Items from a data source
- Opening Delimiter -
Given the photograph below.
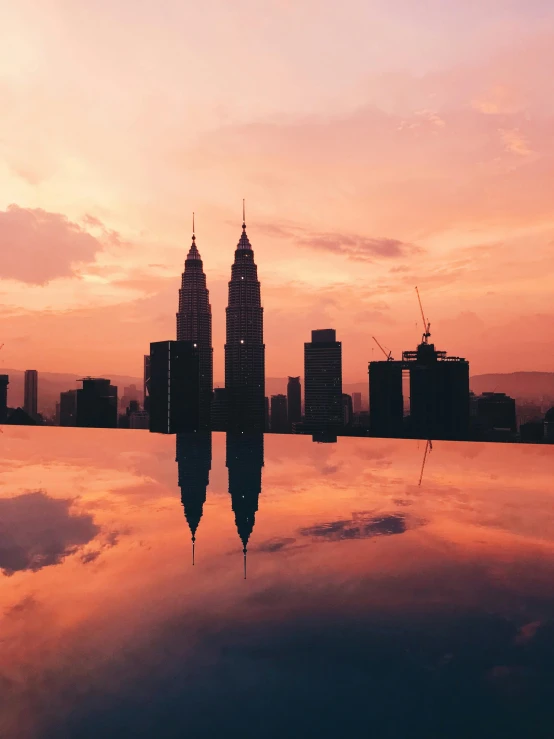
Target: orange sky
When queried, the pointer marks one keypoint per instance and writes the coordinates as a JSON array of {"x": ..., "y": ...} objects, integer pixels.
[{"x": 379, "y": 144}]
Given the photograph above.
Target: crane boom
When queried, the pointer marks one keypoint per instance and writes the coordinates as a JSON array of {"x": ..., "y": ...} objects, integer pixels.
[
  {"x": 389, "y": 355},
  {"x": 426, "y": 323}
]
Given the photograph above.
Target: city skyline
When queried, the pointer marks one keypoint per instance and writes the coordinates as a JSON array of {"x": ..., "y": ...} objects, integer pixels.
[{"x": 429, "y": 166}]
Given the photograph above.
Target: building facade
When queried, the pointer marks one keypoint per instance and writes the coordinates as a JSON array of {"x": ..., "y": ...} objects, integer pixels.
[
  {"x": 30, "y": 399},
  {"x": 194, "y": 323},
  {"x": 174, "y": 387},
  {"x": 244, "y": 347},
  {"x": 4, "y": 382},
  {"x": 294, "y": 400},
  {"x": 68, "y": 408},
  {"x": 96, "y": 403},
  {"x": 323, "y": 382},
  {"x": 279, "y": 416}
]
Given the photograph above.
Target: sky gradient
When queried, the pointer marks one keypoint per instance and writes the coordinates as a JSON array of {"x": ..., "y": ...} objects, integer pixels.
[{"x": 379, "y": 145}]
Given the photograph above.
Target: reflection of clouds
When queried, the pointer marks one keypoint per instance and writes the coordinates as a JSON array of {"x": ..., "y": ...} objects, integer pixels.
[
  {"x": 37, "y": 530},
  {"x": 362, "y": 525},
  {"x": 274, "y": 545}
]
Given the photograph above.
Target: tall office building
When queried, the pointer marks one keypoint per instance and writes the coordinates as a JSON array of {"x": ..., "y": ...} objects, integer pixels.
[
  {"x": 97, "y": 403},
  {"x": 439, "y": 395},
  {"x": 146, "y": 380},
  {"x": 386, "y": 400},
  {"x": 323, "y": 382},
  {"x": 347, "y": 410},
  {"x": 194, "y": 462},
  {"x": 244, "y": 347},
  {"x": 31, "y": 393},
  {"x": 279, "y": 418},
  {"x": 194, "y": 323},
  {"x": 4, "y": 382},
  {"x": 174, "y": 400},
  {"x": 294, "y": 400},
  {"x": 244, "y": 460},
  {"x": 68, "y": 408}
]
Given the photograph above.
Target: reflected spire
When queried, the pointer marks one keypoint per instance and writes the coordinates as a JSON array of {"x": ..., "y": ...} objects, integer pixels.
[
  {"x": 245, "y": 459},
  {"x": 194, "y": 461}
]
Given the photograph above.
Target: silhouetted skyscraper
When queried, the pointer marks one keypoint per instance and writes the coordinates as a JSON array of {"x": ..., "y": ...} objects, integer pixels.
[
  {"x": 294, "y": 400},
  {"x": 146, "y": 388},
  {"x": 244, "y": 348},
  {"x": 386, "y": 401},
  {"x": 31, "y": 393},
  {"x": 174, "y": 387},
  {"x": 4, "y": 382},
  {"x": 439, "y": 394},
  {"x": 194, "y": 323},
  {"x": 194, "y": 462},
  {"x": 323, "y": 382},
  {"x": 279, "y": 419},
  {"x": 245, "y": 459},
  {"x": 97, "y": 403},
  {"x": 497, "y": 412},
  {"x": 347, "y": 411},
  {"x": 68, "y": 408}
]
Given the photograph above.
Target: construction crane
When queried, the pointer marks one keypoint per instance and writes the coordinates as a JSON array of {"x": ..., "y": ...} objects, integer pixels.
[
  {"x": 389, "y": 355},
  {"x": 426, "y": 323},
  {"x": 428, "y": 449}
]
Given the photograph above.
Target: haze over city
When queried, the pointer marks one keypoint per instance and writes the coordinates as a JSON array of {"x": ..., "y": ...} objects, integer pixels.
[{"x": 395, "y": 144}]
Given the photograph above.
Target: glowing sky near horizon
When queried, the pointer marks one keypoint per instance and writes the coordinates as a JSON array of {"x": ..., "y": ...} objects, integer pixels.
[{"x": 379, "y": 145}]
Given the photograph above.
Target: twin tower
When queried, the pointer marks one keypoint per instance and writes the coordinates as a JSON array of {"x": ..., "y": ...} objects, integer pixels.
[{"x": 244, "y": 344}]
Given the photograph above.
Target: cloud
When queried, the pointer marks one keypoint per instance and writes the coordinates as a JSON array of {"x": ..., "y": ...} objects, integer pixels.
[
  {"x": 362, "y": 525},
  {"x": 515, "y": 142},
  {"x": 37, "y": 530},
  {"x": 38, "y": 246},
  {"x": 274, "y": 545},
  {"x": 360, "y": 248}
]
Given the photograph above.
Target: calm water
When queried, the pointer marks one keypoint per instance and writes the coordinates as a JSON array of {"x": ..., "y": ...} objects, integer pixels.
[{"x": 373, "y": 605}]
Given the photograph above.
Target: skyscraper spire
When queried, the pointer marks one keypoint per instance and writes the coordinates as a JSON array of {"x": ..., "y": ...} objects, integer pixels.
[
  {"x": 244, "y": 346},
  {"x": 245, "y": 459},
  {"x": 194, "y": 323},
  {"x": 194, "y": 461}
]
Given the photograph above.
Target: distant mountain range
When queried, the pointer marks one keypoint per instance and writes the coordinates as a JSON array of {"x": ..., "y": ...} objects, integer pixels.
[
  {"x": 523, "y": 385},
  {"x": 51, "y": 384}
]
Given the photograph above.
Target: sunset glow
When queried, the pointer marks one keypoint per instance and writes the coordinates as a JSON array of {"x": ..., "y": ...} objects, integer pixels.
[{"x": 379, "y": 145}]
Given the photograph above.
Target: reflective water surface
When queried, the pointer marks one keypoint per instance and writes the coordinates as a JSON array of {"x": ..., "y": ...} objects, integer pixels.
[{"x": 374, "y": 604}]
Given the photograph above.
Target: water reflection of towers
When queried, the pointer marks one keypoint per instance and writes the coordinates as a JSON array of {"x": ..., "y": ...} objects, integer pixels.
[
  {"x": 244, "y": 460},
  {"x": 194, "y": 461}
]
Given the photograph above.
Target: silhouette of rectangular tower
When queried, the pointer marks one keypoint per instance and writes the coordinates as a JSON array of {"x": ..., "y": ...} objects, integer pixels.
[
  {"x": 386, "y": 404},
  {"x": 174, "y": 387}
]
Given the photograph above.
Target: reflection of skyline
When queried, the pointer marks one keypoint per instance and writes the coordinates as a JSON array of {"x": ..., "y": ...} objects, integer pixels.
[
  {"x": 245, "y": 459},
  {"x": 194, "y": 462}
]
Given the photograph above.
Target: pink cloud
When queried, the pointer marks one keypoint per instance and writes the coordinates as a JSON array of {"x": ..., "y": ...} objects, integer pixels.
[{"x": 38, "y": 246}]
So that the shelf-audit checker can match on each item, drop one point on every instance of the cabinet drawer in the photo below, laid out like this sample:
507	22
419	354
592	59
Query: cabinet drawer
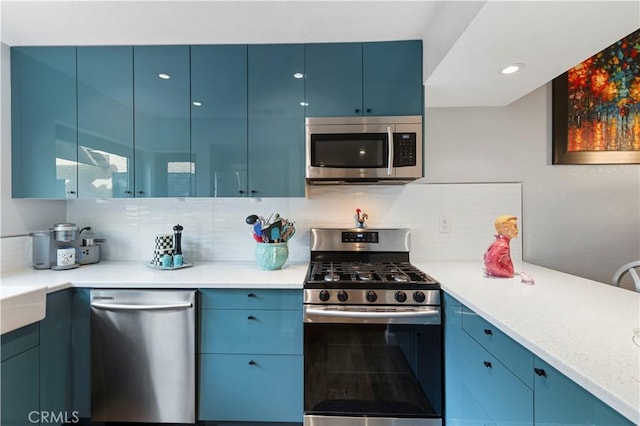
500	393
20	340
250	299
251	331
265	388
513	355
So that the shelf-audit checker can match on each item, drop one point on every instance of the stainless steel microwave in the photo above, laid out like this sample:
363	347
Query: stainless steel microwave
363	149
- Closing Delimiter -
Print every entry exactly. Pictures are not part of the copy.

**Answer to this exercise**
Given the photograph below.
Target: orange sky
When queried, the pointer marks one keypoint per instance and writes the coordinates as a JSON array of {"x": ..., "y": ...} objects, integer pixels.
[{"x": 379, "y": 144}]
Given the photograph above.
Target: crane boom
When queried, the pointer marks one keypoint per instance and writes the coordinates as a JSON array of {"x": ..., "y": ...} objects, integer pixels.
[
  {"x": 389, "y": 355},
  {"x": 426, "y": 323}
]
Given the photograph above.
Target: city skyline
When queried, the pointer marks one keypoint per instance and writes the coordinates as a JSON array of {"x": ..., "y": ...} objects, integer pixels.
[{"x": 429, "y": 166}]
Given the photograph above.
Target: building facade
When queried, the pointer marks one keypoint per instance and writes the coordinates as a JSON array of {"x": ..., "y": ...} objects, integer pixels.
[
  {"x": 30, "y": 399},
  {"x": 194, "y": 323},
  {"x": 174, "y": 387},
  {"x": 244, "y": 347},
  {"x": 4, "y": 382},
  {"x": 294, "y": 400},
  {"x": 68, "y": 408},
  {"x": 96, "y": 403},
  {"x": 323, "y": 382},
  {"x": 279, "y": 416}
]
Given the photograph above.
Target: sky gradient
When queried, the pointer marks one keypoint per instance and writes the coordinates as a JSON array of {"x": ..., "y": ...} objects, integer pixels.
[{"x": 379, "y": 145}]
Given the photograph above.
Target: reflection of clouds
When queried, the pointer marks one keypoint per instance and writes the coordinates as a JSON array of {"x": ..., "y": ...} objects, integer pixels.
[
  {"x": 37, "y": 530},
  {"x": 362, "y": 525},
  {"x": 274, "y": 545}
]
Given the photograph above.
Target: tall office building
When queried, the pointer marks one keypoint per instance and writes the coordinates as a JSON array of {"x": ..., "y": ...} objects, integer pixels.
[
  {"x": 97, "y": 403},
  {"x": 439, "y": 395},
  {"x": 146, "y": 380},
  {"x": 386, "y": 400},
  {"x": 323, "y": 382},
  {"x": 347, "y": 410},
  {"x": 194, "y": 462},
  {"x": 244, "y": 347},
  {"x": 31, "y": 393},
  {"x": 279, "y": 418},
  {"x": 194, "y": 323},
  {"x": 4, "y": 382},
  {"x": 174, "y": 400},
  {"x": 294, "y": 400},
  {"x": 244, "y": 460},
  {"x": 68, "y": 408}
]
Given the photograph above.
Target: reflected spire
When queried, the pointer marks one keypoint per instance and writes the coordinates as a JSON array of {"x": ..., "y": ...} objects, integer pixels.
[
  {"x": 245, "y": 459},
  {"x": 194, "y": 461}
]
Given the photograph above.
Target: silhouetted skyscraper
When queried, the pointer marks one keypoint per instance and writes the coordinates as a JSON array of {"x": ..., "y": ...} objects, integer pixels.
[
  {"x": 294, "y": 400},
  {"x": 146, "y": 388},
  {"x": 244, "y": 348},
  {"x": 386, "y": 401},
  {"x": 31, "y": 393},
  {"x": 174, "y": 387},
  {"x": 4, "y": 382},
  {"x": 439, "y": 394},
  {"x": 194, "y": 323},
  {"x": 194, "y": 462},
  {"x": 323, "y": 382},
  {"x": 279, "y": 419},
  {"x": 245, "y": 459},
  {"x": 97, "y": 403},
  {"x": 497, "y": 412},
  {"x": 347, "y": 411},
  {"x": 68, "y": 408}
]
Given the photograph above.
Target: construction crane
When queried, the pointer marks one keypoint per instance and writes the coordinates as a JSON array of {"x": ..., "y": ...} objects, integer pixels.
[
  {"x": 389, "y": 355},
  {"x": 426, "y": 323},
  {"x": 428, "y": 449}
]
Given the photograph above.
Target: haze over city
When queried, the pointer marks one keypoint per instance and writes the coordinates as a JSON array of {"x": ..., "y": ...} objects, integer pixels.
[{"x": 395, "y": 144}]
Given the photograph above.
Target: glowing sky near horizon
When queried, the pointer marks one keypoint per instance and writes the coordinates as a JSON array of {"x": ..., "y": ...} objects, integer pixels.
[{"x": 379, "y": 145}]
Given the photograph above.
Target: twin tower
When queried, the pointer marks one keypoint per instance and writes the coordinates as a JSON array of {"x": ..., "y": ...} objects, integer pixels.
[{"x": 244, "y": 344}]
Given the photograph above.
Target: cloud
When queried, the pointer marks one keypoint per instance and writes the coordinates as a JSON array of {"x": ..., "y": ...} objects, integer pixels.
[
  {"x": 362, "y": 525},
  {"x": 515, "y": 142},
  {"x": 37, "y": 530},
  {"x": 38, "y": 246},
  {"x": 274, "y": 545},
  {"x": 360, "y": 248}
]
Given the photograph above.
Target: calm water
When queried, the pointer marks one keypoint per instance and writes the coordinates as a JSON array of {"x": ..., "y": ...} objects, integer pixels.
[{"x": 373, "y": 605}]
Given the photograph above.
Target: skyscraper spire
When queried, the pointer marks one keypoint per instance and writes the coordinates as a JSON array of {"x": ..., "y": ...} objects, integer pixels.
[
  {"x": 244, "y": 346},
  {"x": 245, "y": 459},
  {"x": 194, "y": 323},
  {"x": 194, "y": 461}
]
Given the photograph above.
Target: distant mountain range
When queried, the pointer marks one keypoint per instance and writes the coordinates as a JSON array of {"x": ..., "y": ...} objects, integer pixels.
[
  {"x": 523, "y": 385},
  {"x": 51, "y": 384}
]
Given the photograph above.
Target: sunset glow
When queried, the pointer marks one keypoint per instance and writes the coordinates as a JSON array of {"x": ..., "y": ...} objects, integer pixels.
[{"x": 379, "y": 145}]
Given the photograph above.
Target: reflective water surface
When queried, the pointer marks one keypoint per instance and writes the coordinates as a JSON array of {"x": ..., "y": ...} objects, integer pixels.
[{"x": 374, "y": 604}]
Given the photograph above.
Target: water reflection of towers
When queried, the pointer marks one keypoint per instance and writes the coordinates as a JSON array of {"x": ..., "y": ...} objects, integer pixels.
[
  {"x": 244, "y": 460},
  {"x": 194, "y": 461}
]
Given the photograph above.
Target: silhouette of rectangular tower
When queried, the pointer marks one keypoint per instance and writes the coordinates as a JSON array of {"x": ..., "y": ...} objects, integer pixels.
[
  {"x": 386, "y": 404},
  {"x": 174, "y": 387}
]
Given the photograph above.
Target: reflection of skyline
When queried, the pointer marks one keypoint per instance and writes the coordinates as a JSON array of {"x": ..., "y": ...} objects, integer pixels.
[
  {"x": 245, "y": 459},
  {"x": 194, "y": 462}
]
Given the photograph above.
Target: pink cloud
When queried, the pointer marks one keypoint per instance and writes the coordinates as a JSON array of {"x": ..., "y": ...} objects, integer pixels.
[{"x": 38, "y": 246}]
So that the shelf-audit checker can match on each item, drop one point on every instance of the cabinet drawer in the photo below, laid out like this sample:
507	22
419	354
592	59
Query: cabinet drawer
500	393
20	340
250	299
251	331
265	388
513	355
So that the shelf-audit checker can match on each item, drop one point on every instance of the stainless steel microwave in the photo above, laid out like this sample:
363	347
Query: stainless steel microwave
363	149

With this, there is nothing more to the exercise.